Why We Haven’t Met Any Aliens

A radical explanation for a conundrum about extraterrestrial life, and what it means for the future of humanity.

Around 1900, most inventions concerned physical reality: cars, airplanes, Zeppelins, electric lights, vacuum cleaners, air conditioners, bras, zippers. In 2005, most inventions concern virtual entertainment—the top 10 patent-recipients were IBM, Canon, Hewlett-Packard, Matsushita, Samsung, Micron Technology, Intel, Hitachi, Toshiba and Fujitsu—not Boeing, Toyota or Victoria’s Secret. We have already shifted from a reality economy to a virtual economy, from physics to psychology as the value-driver and resource-allocator. We are already disappearing up our own brainstems. Our neurons over-stimulate each other, promiscuously, as our sperm and eggs decay, unused. Freud’s pleasure principle triumphs over the reality principle. Today we narrow-cast human-interest stories to each other, rather than broadcasting messages of universal peace and progress to other star systems.

[Stored data]
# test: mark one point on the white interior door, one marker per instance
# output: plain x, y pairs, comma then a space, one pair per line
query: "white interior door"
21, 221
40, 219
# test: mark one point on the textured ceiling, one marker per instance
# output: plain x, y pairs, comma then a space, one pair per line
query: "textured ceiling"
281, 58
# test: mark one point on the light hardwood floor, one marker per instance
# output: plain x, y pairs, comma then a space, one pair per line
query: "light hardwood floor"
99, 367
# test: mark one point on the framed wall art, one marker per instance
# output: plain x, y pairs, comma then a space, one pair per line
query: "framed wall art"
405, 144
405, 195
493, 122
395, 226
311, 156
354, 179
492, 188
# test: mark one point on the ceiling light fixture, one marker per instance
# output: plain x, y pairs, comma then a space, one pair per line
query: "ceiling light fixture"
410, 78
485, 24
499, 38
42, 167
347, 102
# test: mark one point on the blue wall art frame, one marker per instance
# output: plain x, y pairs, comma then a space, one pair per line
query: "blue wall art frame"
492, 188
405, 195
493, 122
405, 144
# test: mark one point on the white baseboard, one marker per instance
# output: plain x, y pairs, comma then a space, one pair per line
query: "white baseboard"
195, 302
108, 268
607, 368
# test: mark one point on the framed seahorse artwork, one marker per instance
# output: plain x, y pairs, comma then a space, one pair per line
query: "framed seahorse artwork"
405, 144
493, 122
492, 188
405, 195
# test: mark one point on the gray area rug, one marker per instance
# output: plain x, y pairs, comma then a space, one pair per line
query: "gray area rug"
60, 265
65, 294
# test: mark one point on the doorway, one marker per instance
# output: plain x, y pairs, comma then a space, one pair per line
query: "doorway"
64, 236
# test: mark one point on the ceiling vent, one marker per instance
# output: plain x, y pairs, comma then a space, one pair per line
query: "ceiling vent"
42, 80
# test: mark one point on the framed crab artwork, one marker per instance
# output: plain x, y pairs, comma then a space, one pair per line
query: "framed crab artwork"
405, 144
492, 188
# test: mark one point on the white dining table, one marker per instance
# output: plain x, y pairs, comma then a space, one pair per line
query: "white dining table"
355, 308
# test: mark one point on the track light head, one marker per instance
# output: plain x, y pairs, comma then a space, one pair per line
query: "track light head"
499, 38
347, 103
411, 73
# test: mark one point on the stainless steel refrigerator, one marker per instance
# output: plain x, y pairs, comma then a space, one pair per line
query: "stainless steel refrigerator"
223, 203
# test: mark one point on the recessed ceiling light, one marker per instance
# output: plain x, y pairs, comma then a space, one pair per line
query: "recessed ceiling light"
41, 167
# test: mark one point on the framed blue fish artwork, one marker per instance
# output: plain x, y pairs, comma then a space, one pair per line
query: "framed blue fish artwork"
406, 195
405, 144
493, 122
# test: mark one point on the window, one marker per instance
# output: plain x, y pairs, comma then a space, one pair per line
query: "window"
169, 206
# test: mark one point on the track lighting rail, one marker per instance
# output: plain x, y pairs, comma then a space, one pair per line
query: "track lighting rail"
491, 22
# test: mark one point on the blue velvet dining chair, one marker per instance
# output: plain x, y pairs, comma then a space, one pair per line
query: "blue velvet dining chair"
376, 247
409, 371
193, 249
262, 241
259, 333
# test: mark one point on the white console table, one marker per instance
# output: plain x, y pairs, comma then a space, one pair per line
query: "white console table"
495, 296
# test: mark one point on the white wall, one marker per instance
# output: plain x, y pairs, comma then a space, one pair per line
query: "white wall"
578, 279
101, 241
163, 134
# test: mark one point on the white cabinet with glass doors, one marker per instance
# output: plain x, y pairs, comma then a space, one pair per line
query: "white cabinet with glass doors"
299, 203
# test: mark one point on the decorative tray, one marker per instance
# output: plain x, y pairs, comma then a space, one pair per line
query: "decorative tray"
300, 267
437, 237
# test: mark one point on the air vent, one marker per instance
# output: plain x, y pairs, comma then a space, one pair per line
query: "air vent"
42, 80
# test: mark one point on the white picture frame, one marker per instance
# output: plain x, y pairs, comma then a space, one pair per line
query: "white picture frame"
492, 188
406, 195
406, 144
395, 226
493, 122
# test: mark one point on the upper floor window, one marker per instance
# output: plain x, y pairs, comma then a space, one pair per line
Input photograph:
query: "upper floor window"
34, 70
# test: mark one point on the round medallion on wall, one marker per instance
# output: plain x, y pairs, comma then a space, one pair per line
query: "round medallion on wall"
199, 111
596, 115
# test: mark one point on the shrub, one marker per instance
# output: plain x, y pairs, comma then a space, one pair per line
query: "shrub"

**Given request**
Reproduce the passage about why we haven't met aliens word for word, from "Around 1900, most" to "other star systems.". You won't need the entries for this.

**Task output**
Around 1900, most inventions concerned physical reality: cars, airplanes, Zeppelins, electric lights, vacuum cleaners, air conditioners, bras, zippers. In 2005, most inventions concern virtual entertainment—the top 10 patent-recipients were IBM, Canon, Hewlett-Packard, Matsushita, Samsung, Micron Technology, Intel, Hitachi, Toshiba and Fujitsu—not Boeing, Toyota or Victoria’s Secret. We have already shifted from a reality economy to a virtual economy, from physics to psychology as the value-driver and resource-allocator. We are already disappearing up our own brainstems. Our neurons over-stimulate each other, promiscuously, as our sperm and eggs decay, unused. Freud’s pleasure principle triumphs over the reality principle. Today we narrow-cast human-interest stories to each other, rather than broadcasting messages of universal peace and progress to other star systems.